■ Dataset extract ■
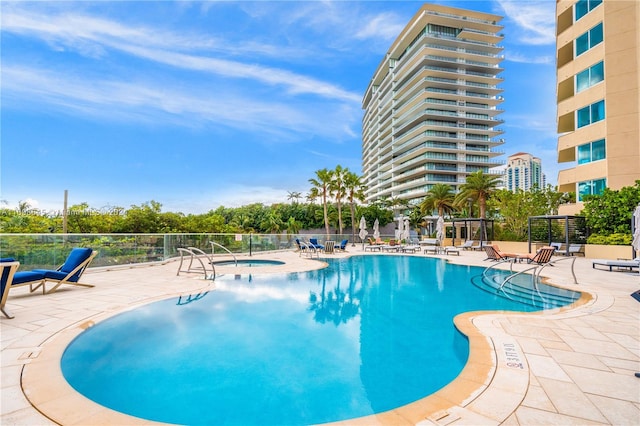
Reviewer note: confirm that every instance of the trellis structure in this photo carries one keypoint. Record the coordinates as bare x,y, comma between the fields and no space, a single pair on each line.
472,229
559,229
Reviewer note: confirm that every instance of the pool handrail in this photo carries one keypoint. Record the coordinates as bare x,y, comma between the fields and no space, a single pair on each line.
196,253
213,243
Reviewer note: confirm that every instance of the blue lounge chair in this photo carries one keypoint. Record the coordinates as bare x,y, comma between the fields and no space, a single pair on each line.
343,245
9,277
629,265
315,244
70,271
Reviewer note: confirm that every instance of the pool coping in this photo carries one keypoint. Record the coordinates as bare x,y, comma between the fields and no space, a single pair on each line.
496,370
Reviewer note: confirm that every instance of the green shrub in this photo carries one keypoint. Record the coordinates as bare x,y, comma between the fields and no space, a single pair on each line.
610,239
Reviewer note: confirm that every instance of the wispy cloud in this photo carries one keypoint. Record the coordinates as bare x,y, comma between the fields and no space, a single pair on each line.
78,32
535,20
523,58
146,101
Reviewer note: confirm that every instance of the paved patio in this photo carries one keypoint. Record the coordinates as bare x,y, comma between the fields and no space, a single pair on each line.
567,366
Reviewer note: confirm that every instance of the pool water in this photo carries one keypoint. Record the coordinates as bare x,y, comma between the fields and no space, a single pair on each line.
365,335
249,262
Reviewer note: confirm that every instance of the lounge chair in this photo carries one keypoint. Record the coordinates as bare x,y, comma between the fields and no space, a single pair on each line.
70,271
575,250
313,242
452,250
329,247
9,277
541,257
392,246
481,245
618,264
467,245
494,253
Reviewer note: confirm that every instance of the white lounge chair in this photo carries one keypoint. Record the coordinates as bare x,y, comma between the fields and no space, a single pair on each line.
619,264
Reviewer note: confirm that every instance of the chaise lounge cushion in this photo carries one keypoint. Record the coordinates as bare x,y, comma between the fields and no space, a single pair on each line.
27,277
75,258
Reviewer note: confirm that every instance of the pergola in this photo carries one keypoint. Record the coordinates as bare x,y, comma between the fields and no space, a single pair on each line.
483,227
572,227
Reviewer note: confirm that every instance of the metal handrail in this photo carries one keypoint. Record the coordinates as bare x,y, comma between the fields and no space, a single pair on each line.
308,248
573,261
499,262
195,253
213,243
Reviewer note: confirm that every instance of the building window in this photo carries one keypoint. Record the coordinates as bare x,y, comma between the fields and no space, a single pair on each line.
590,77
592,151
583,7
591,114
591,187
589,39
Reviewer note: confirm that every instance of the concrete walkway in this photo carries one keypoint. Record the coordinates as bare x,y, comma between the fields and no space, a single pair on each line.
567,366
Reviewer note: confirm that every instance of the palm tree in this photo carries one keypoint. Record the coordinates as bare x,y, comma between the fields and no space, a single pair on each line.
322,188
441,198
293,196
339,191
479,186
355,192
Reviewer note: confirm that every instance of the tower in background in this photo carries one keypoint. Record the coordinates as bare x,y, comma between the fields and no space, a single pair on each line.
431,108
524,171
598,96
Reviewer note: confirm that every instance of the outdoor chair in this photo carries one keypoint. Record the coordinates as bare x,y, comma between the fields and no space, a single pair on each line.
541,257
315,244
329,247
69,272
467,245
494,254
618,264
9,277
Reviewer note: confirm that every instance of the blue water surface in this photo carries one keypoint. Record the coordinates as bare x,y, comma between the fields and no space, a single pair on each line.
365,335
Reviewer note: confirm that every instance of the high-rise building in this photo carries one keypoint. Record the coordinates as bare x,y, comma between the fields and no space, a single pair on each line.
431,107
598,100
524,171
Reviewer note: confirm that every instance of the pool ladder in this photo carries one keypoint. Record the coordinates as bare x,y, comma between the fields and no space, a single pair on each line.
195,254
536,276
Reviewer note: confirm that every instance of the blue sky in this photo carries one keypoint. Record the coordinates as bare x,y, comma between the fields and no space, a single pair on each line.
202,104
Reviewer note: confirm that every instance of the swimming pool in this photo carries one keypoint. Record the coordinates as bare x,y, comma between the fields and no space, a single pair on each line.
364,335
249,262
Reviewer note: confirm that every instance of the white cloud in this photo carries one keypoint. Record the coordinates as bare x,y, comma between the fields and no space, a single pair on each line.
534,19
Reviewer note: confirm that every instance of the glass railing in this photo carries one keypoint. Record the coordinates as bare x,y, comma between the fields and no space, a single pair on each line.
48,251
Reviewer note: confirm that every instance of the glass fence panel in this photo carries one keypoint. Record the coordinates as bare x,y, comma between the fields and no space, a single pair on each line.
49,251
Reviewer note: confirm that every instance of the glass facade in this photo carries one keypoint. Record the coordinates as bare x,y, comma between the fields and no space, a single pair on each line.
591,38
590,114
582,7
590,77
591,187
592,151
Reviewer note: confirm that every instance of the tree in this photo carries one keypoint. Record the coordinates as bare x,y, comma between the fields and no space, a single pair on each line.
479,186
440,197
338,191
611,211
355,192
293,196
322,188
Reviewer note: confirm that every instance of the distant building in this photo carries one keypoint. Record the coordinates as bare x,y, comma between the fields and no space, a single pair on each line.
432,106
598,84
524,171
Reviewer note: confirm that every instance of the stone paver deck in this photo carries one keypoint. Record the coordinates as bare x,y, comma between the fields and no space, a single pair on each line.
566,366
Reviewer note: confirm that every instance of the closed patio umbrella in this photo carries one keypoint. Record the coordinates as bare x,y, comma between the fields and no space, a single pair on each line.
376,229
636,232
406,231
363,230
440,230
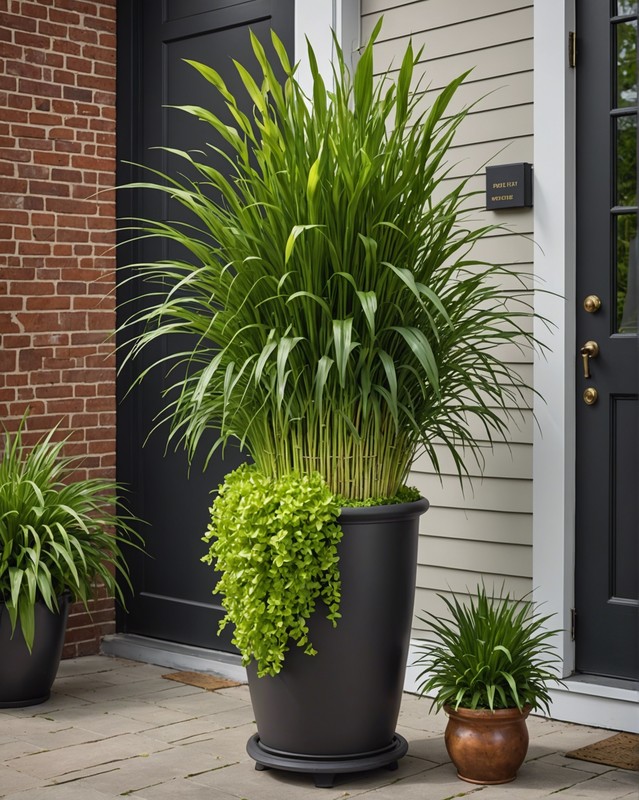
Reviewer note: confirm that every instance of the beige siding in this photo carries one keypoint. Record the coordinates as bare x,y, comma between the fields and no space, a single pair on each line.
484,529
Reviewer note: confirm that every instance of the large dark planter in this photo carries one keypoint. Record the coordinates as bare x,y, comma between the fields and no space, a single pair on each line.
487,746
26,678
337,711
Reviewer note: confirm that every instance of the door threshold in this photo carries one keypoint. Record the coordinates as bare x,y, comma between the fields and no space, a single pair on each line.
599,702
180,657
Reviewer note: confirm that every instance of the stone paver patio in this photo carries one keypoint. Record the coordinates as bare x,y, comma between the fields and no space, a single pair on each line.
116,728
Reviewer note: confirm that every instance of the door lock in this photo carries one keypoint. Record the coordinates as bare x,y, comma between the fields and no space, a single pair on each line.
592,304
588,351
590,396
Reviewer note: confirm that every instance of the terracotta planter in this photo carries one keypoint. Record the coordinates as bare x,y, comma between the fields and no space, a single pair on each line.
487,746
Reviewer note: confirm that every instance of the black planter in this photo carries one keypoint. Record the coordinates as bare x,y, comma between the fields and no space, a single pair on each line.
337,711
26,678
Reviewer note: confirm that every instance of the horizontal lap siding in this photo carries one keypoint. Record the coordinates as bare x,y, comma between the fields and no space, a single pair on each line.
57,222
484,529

==

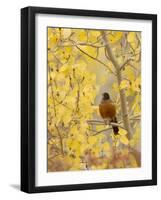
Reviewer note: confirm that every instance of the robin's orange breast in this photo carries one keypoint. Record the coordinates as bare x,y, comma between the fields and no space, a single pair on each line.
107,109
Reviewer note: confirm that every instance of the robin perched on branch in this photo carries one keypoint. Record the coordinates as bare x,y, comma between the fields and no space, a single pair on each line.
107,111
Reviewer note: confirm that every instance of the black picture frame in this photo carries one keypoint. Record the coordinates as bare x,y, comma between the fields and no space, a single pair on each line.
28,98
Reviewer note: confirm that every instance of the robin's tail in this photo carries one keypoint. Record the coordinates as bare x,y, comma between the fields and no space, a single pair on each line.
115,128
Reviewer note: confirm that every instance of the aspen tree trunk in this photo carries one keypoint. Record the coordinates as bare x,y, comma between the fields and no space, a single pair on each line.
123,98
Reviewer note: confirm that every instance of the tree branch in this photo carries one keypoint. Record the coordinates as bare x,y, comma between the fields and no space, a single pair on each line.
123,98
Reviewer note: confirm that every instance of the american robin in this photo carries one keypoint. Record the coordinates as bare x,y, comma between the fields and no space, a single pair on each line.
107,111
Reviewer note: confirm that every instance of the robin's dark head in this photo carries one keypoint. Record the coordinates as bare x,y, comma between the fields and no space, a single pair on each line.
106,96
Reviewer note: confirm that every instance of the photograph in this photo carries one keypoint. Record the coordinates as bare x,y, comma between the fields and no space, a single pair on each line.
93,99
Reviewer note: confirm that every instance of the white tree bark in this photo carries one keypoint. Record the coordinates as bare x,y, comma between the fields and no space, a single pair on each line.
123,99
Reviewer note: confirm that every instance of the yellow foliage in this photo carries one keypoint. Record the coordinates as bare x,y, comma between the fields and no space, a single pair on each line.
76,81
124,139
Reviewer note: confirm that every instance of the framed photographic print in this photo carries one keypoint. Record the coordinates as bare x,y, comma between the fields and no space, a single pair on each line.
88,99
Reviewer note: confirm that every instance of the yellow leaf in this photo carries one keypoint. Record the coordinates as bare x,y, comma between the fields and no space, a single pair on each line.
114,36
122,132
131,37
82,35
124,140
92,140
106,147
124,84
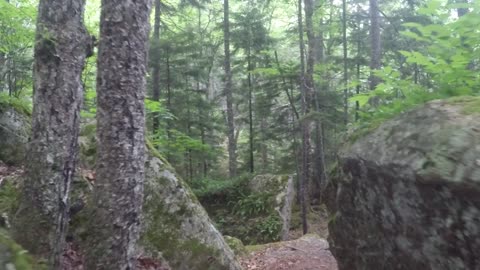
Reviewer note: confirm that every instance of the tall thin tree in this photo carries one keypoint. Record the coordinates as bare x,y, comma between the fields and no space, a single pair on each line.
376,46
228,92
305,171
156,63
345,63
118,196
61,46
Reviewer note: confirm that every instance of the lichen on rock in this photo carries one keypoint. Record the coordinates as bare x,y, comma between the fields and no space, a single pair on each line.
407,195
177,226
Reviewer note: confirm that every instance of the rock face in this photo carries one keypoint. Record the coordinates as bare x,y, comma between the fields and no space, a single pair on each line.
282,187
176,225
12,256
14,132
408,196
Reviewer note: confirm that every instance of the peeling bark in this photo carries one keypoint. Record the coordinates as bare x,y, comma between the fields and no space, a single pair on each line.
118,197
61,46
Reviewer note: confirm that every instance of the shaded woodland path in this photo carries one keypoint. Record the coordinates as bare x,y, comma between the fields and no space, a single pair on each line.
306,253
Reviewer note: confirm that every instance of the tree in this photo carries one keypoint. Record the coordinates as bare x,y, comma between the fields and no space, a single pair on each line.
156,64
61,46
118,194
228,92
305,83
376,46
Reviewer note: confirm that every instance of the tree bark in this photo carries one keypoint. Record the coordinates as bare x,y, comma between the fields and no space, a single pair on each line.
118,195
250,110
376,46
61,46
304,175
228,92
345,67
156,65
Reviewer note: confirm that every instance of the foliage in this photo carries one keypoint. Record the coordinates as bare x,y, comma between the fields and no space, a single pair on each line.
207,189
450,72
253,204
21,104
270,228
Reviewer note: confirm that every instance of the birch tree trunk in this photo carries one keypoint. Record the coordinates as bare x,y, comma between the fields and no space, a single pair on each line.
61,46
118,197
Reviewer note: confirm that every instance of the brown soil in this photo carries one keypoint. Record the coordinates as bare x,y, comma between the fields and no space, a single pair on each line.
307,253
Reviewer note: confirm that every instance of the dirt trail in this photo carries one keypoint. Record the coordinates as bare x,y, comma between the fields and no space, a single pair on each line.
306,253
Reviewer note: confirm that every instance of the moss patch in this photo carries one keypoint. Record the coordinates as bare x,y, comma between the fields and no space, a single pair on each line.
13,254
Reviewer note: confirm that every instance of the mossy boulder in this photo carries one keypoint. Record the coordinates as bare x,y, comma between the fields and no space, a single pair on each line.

■ The request ■
Show every line of the records above that contains the string "stone", copying each one in full. Case counts, so match only that exact capitalization.

■ Reply to the exercise ■
Reviewer note: confirm that every instance of the stone paver deck in this photo carries one keypoint. Record the coordinates as bare x,y, comma between the fields and no space, a single pair on each line.
Reviewer note: confirm that every instance of the stone paver patio in this photo carries one keypoint. Record the coordinates as bare x,y, comma between the fields and no space, a single pair on each line.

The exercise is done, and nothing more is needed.